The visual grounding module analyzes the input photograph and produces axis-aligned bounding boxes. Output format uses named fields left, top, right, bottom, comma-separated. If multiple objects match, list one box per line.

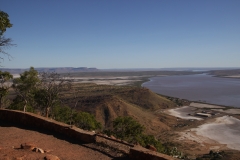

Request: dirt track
left=0, top=122, right=128, bottom=160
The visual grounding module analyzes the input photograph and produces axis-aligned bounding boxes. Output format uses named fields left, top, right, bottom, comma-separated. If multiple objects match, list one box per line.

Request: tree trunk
left=23, top=100, right=27, bottom=112
left=46, top=107, right=50, bottom=118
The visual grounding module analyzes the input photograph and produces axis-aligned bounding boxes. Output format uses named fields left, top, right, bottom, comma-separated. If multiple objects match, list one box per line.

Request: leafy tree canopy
left=0, top=10, right=12, bottom=36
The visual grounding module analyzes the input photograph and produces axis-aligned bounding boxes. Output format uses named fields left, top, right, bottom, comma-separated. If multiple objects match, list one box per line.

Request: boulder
left=44, top=154, right=60, bottom=160
left=146, top=144, right=157, bottom=151
left=21, top=143, right=36, bottom=150
left=32, top=147, right=44, bottom=153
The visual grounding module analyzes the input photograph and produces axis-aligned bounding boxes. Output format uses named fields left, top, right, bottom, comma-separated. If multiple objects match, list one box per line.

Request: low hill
left=0, top=67, right=98, bottom=74
left=64, top=84, right=176, bottom=135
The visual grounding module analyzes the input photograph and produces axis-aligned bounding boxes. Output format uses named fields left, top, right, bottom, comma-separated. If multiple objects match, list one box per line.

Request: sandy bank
left=212, top=109, right=240, bottom=114
left=195, top=116, right=240, bottom=150
left=166, top=106, right=202, bottom=120
left=190, top=102, right=225, bottom=109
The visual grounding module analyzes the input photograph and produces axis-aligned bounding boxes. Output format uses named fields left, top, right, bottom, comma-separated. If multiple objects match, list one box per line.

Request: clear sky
left=0, top=0, right=240, bottom=69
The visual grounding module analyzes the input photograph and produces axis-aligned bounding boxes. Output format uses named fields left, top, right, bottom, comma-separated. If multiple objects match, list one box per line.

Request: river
left=142, top=74, right=240, bottom=108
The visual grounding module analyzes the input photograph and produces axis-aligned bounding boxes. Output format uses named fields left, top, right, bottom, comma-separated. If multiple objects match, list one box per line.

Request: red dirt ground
left=0, top=122, right=128, bottom=160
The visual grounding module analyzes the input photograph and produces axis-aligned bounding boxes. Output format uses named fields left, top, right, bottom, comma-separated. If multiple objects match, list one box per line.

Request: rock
left=32, top=147, right=44, bottom=153
left=146, top=144, right=157, bottom=151
left=44, top=154, right=60, bottom=160
left=110, top=135, right=117, bottom=139
left=21, top=143, right=36, bottom=150
left=44, top=149, right=53, bottom=153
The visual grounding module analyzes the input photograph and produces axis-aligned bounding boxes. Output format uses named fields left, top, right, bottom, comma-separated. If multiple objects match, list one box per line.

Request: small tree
left=0, top=10, right=14, bottom=60
left=34, top=72, right=71, bottom=117
left=0, top=71, right=13, bottom=108
left=13, top=67, right=40, bottom=112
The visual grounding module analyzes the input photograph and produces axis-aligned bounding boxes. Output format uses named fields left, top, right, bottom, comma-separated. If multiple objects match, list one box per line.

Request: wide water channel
left=142, top=74, right=240, bottom=108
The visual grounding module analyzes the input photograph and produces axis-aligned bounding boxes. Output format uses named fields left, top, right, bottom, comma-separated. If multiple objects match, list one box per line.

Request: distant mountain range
left=0, top=67, right=99, bottom=74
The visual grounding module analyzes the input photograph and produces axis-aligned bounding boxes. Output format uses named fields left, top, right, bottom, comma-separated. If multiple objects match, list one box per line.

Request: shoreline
left=165, top=104, right=240, bottom=151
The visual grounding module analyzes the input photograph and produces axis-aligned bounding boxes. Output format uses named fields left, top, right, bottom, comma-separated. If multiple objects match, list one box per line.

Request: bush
left=74, top=112, right=102, bottom=130
left=112, top=117, right=144, bottom=143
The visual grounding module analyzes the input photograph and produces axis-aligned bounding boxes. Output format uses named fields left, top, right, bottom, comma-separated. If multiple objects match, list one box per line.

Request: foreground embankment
left=0, top=109, right=173, bottom=160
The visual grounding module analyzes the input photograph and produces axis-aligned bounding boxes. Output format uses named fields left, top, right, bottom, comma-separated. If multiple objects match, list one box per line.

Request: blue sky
left=0, top=0, right=240, bottom=69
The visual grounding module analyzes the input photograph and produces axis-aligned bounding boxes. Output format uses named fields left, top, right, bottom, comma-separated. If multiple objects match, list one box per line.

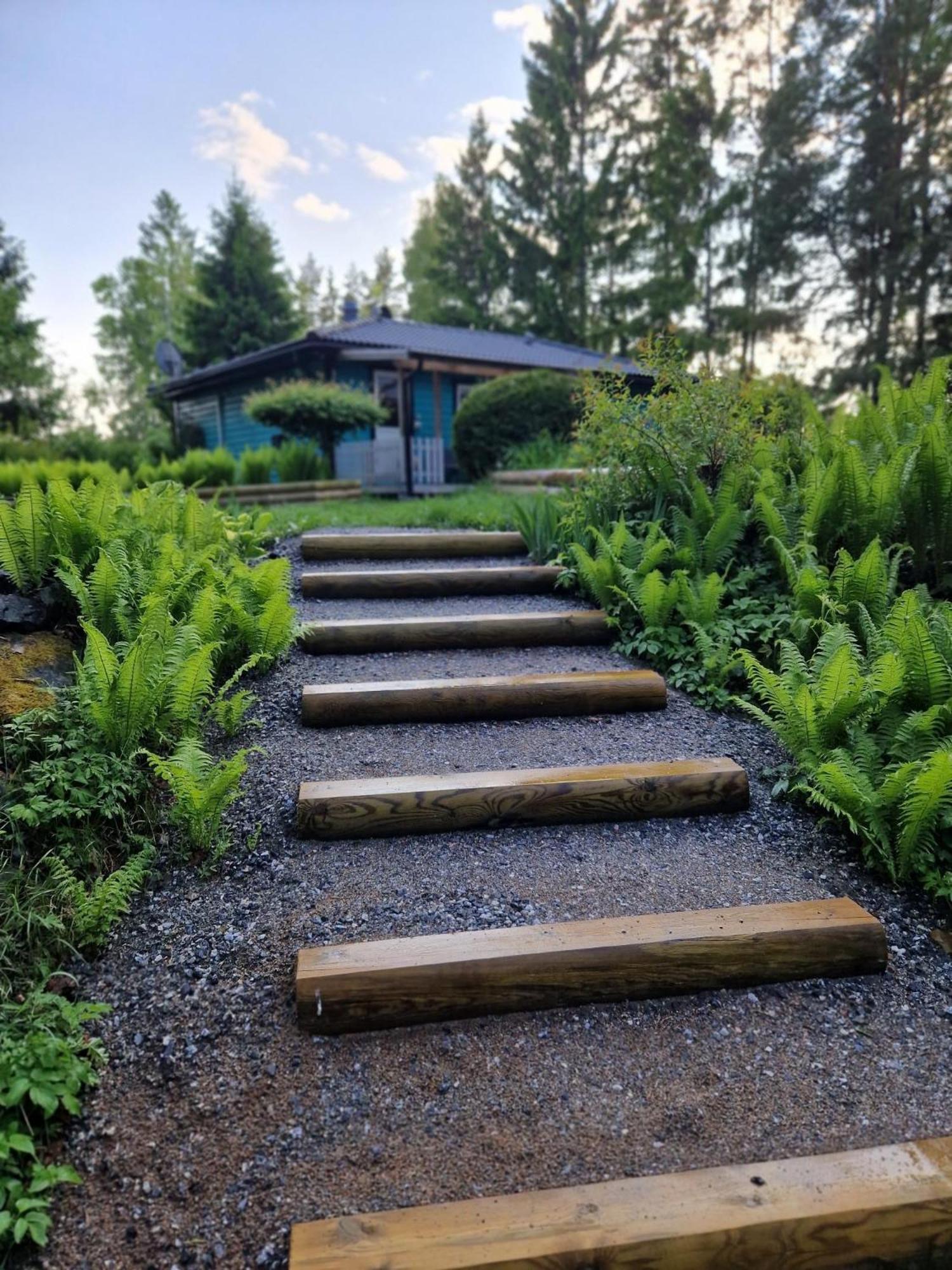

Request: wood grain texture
left=301, top=608, right=612, bottom=653
left=296, top=899, right=886, bottom=1033
left=297, top=758, right=749, bottom=838
left=301, top=671, right=666, bottom=728
left=301, top=564, right=562, bottom=599
left=289, top=1138, right=952, bottom=1270
left=301, top=530, right=526, bottom=560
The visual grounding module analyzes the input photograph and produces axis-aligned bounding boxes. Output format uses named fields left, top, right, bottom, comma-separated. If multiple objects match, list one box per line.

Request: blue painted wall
left=179, top=362, right=482, bottom=458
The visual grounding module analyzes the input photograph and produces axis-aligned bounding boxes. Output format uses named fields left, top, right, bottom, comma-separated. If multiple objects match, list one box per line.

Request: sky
left=0, top=0, right=545, bottom=384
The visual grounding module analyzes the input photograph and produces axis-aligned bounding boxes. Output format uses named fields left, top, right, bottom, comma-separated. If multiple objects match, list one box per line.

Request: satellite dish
left=155, top=339, right=185, bottom=380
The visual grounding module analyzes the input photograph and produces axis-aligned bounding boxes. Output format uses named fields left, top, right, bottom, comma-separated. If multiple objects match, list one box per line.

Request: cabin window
left=373, top=371, right=400, bottom=428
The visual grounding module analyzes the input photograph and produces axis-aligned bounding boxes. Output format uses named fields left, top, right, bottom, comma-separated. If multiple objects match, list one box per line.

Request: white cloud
left=493, top=4, right=548, bottom=48
left=357, top=145, right=410, bottom=180
left=195, top=102, right=310, bottom=198
left=416, top=136, right=466, bottom=175
left=459, top=97, right=526, bottom=141
left=292, top=194, right=350, bottom=225
left=314, top=132, right=348, bottom=159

→ Your objective
Your copy should match the records word for word, with the pictures removed.

→ The response
The visual grounding module analyzes the input photograph and produces axis-aligned bounding boxes. Output format uses named fields left, top, right, bottom, comma-separated. If multiple objects match, list one box per line.


Request: dirt track
left=0, top=122, right=128, bottom=160
The visual grounding module analyzes the input photograph and produces axis-aligned bounding boxes. Output format uses named fields left, top, right, bottom, comma-separated. If multiple objects match, list one box per line.

Request: tree trunk
left=23, top=100, right=27, bottom=112
left=46, top=107, right=50, bottom=118
The visual grounding module analyzes the input photograph and produces axis-aligned bounding boxes. Output format uses named fields left, top, right, bottom, comma-separated. If multiple objects match, list one box per line.

Request: leafy tree canopy
left=0, top=10, right=12, bottom=36
The visual grounding module analyzes the input photograph and produces axis-aligned bounding boxes. Output format uses named fields left, top, right, bottom, comma-separated. If multiple objects match, list one box per line.

Request: boulder
left=44, top=154, right=60, bottom=160
left=146, top=144, right=157, bottom=151
left=21, top=143, right=36, bottom=150
left=32, top=147, right=44, bottom=153
The visual grounding module analyzes the input photograph and produces axis-aligned bounding boxes. Output format uses named fields left, top, right, bottom, comma-separated. If multiple objects match, list one box per line.

Request: low hill
left=0, top=67, right=98, bottom=74
left=64, top=84, right=176, bottom=135
The visual grounding module analyzes the input photograph and produces axis-aligned bounding boxes. Output format uses named fields left, top, right, bottom, comma-separated. If multiple objects match, list one box per line.

Request: sandy bank
left=212, top=109, right=240, bottom=114
left=195, top=116, right=240, bottom=150
left=166, top=106, right=202, bottom=120
left=190, top=102, right=225, bottom=109
The visual grounding module analyzes the input photograph and produces axis-aligned bounding boxes. Output format uses named fields left, top, right, bottom, comma-separated. If multiple objects match, list one box per line.

Request: clear sky
left=0, top=0, right=240, bottom=69
The visual grounding module analyzes the input photograph and produces axis-aligned bounding boxes. Output format uses named fields left, top, right, bottom, comma-separated. If multiple objects match, list one box per line.

Request: river
left=142, top=74, right=240, bottom=108
The visual grounding module analyzes the input photograph and produces axis-aligned bounding boxes. Output format uses named fields left, top, right, bottom, comma-separated. If multiple objects match, list one box per line.

Request: red dirt ground
left=0, top=122, right=128, bottom=160
The visual grounding module analyzes the input photograph and produces axis-aligned bounding boxes. Output format uses named fields left, top, right, bottom, comma-separated. If multiple objects match, list one box per line.

Request: rock
left=32, top=147, right=44, bottom=153
left=146, top=144, right=157, bottom=151
left=44, top=154, right=60, bottom=160
left=110, top=135, right=117, bottom=139
left=21, top=143, right=36, bottom=150
left=44, top=149, right=53, bottom=153
The visual grounding module analyzes the input photograph and produces axis-aligned bounding boxes. Output format uses named fields left, top, right, bottom, comma-separated. If multiple objects match, list one box per line.

Request: small tree
left=0, top=10, right=14, bottom=60
left=34, top=72, right=71, bottom=117
left=0, top=71, right=13, bottom=108
left=13, top=67, right=40, bottom=112
The visual grounding module analyzes the input photograph and produces axis-aligned bounding boxes. Output format uses named fields left, top, right, bottom, comma-separated. If multiple objects match, list one box per line.

Request: wide water channel
left=142, top=74, right=240, bottom=108
The visual grounding module analyzes the input photograph and produces axis-aligned bounding boxes. Output format uses named fields left, top, right, bottom, comma-separated. If multiple objects match, list one box per line.

Request: distant mountain range
left=0, top=67, right=99, bottom=74
The visual grounding module analyzes the input photograph and produces axis-aligned bounding boxes. Output format uses named fields left, top, right, bottom, comma-separated. If multiple objects match, list one box per line.

Request: shoreline
left=165, top=104, right=240, bottom=151
The visual grounding module analyzes the input photograph and produces axis-aligned bounding boxes. Output format uses named fields left, top, right, bottom, comma-separated. If multiple objects match, list one box per line.

Request: bush
left=74, top=112, right=102, bottom=130
left=112, top=117, right=144, bottom=143
The visual grounding module analyzes the input photograph and produces axis-aligned bounding boxes. Output format uses named fields left, top, right, bottom, comma-separated. If multiple objects match, list one box per line.

Request: foreground embankment
left=0, top=109, right=173, bottom=160
The visual grounding module analyzes the input photograph and produces axis-aligned bounding boxes. Output format uses named fields left, top, right, bottom, comma-separated. If multiple objects match, list one box per line.

Request: blue sky
left=0, top=0, right=240, bottom=69
The visual grounding module analyzes the input photograph and produces axis-aligned bounding boxes. Output format uses named fields left, top, right, bottom, comma-separated. If multiple objects match, list one box per line.


Request: wood grain texture
left=301, top=608, right=612, bottom=653
left=296, top=899, right=886, bottom=1033
left=297, top=758, right=749, bottom=838
left=301, top=671, right=666, bottom=728
left=301, top=564, right=562, bottom=599
left=289, top=1138, right=952, bottom=1270
left=301, top=530, right=526, bottom=560
The visual grounding module analyzes the input photograph and produces axis-aligned bounding boxes. Output format uses named fields left, top, right, bottom, comma-separated. If multiple objects match, list one box per line.

Request: blue painted wall
left=179, top=362, right=482, bottom=458
The visual grounding module analyzes the input photograph and produces axis-aligned bounding boxes. Output format uses named fields left, top, right, bottom, comma-separated. If multiple objects match, list one box per line.

Request: sky
left=0, top=0, right=545, bottom=384
The visual grounding module analyzes the input photograph and produces axis-aligned bounding boxes. Output format uses named fields left, top, right, bottom, comma-separated. If multiple objects match, list one box per line.

Request: satellite dish
left=155, top=339, right=185, bottom=380
The visual grounding module analyzes the input photograph and produces axis-aligned bounding boxes. Output format uses named fields left, top, right, bottom, comma-separated. If multiple objects match, list one box per line.

Request: cabin window
left=373, top=371, right=400, bottom=428
The visual grounding module analyzes the input photograph and produces axis-aligned bounding boxes. Output format uses named fields left, top, right, bottom, comma-separated. If multiple objects match, list one box per line.

Request: white cloud
left=493, top=4, right=548, bottom=48
left=357, top=145, right=410, bottom=180
left=195, top=102, right=310, bottom=198
left=416, top=136, right=466, bottom=175
left=459, top=97, right=526, bottom=141
left=292, top=194, right=350, bottom=225
left=314, top=132, right=348, bottom=159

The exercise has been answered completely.